Identify and copy every line in the entries below that contains the string "light". Only exact case matches count.
--- DATASET RECORDS ---
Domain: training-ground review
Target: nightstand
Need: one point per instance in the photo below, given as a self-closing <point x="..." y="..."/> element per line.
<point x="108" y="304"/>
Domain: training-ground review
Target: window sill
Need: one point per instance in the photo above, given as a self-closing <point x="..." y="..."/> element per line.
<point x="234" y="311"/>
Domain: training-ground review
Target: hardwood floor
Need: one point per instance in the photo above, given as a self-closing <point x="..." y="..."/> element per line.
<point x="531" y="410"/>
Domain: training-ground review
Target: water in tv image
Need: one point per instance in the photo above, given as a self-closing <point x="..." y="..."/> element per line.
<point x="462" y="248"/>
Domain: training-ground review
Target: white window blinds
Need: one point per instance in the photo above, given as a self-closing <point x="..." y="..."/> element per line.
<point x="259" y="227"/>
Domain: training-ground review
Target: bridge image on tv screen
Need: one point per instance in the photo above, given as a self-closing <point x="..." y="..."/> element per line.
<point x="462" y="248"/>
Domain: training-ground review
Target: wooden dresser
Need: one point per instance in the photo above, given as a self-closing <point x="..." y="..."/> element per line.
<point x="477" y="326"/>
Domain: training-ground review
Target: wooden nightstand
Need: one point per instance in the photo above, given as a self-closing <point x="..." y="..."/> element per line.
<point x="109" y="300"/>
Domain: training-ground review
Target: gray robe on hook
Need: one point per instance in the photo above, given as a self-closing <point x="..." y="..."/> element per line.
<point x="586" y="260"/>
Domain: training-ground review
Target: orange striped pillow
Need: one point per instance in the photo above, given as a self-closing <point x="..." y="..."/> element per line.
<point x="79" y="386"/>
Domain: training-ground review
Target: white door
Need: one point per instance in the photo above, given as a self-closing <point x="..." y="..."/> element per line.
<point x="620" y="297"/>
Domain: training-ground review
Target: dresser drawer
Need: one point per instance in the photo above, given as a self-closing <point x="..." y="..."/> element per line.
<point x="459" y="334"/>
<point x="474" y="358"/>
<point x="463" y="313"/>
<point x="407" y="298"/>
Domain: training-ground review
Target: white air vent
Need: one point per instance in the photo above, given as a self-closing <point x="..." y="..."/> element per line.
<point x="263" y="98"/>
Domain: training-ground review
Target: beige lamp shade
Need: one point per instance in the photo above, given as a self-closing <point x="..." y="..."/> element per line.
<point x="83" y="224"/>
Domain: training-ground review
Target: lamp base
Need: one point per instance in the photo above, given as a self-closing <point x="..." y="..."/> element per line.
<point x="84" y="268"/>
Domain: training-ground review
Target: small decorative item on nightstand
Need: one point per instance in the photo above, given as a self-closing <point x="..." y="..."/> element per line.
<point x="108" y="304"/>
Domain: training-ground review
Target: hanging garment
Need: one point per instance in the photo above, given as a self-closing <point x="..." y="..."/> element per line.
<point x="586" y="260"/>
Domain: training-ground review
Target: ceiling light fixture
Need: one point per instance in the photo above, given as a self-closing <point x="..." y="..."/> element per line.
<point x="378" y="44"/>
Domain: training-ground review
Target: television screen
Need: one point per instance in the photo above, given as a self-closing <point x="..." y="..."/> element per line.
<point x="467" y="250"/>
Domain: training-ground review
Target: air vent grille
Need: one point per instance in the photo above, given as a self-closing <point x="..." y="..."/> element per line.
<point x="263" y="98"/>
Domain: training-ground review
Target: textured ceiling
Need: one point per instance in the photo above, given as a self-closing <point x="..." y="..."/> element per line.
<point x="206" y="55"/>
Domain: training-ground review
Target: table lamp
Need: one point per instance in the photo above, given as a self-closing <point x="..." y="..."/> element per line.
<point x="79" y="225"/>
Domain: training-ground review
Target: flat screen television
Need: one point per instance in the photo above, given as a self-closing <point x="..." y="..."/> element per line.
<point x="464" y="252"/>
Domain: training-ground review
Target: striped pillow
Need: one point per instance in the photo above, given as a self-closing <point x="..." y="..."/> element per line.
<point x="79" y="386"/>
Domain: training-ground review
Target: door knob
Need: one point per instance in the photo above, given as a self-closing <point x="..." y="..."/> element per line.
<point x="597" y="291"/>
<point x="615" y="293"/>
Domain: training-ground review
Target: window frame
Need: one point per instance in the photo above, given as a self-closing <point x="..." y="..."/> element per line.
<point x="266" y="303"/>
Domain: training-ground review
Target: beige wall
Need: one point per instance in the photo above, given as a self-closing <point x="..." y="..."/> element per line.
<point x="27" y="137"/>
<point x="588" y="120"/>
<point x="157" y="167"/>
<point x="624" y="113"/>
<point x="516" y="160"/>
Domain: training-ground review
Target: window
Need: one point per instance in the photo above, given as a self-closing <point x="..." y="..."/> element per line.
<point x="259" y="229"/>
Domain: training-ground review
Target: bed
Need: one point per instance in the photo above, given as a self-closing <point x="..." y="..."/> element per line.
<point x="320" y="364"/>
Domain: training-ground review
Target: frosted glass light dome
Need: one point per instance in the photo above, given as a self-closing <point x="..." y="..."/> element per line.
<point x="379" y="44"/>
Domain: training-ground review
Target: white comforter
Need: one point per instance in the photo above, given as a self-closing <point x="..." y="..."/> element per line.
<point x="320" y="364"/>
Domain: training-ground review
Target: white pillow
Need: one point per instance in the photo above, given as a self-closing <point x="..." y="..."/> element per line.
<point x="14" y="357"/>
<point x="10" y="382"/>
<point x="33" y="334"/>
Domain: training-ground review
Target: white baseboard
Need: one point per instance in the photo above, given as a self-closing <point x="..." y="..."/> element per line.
---
* RESULT FOR THIS EXERCISE
Target: ceiling light fixture
Target: frosted glass light dome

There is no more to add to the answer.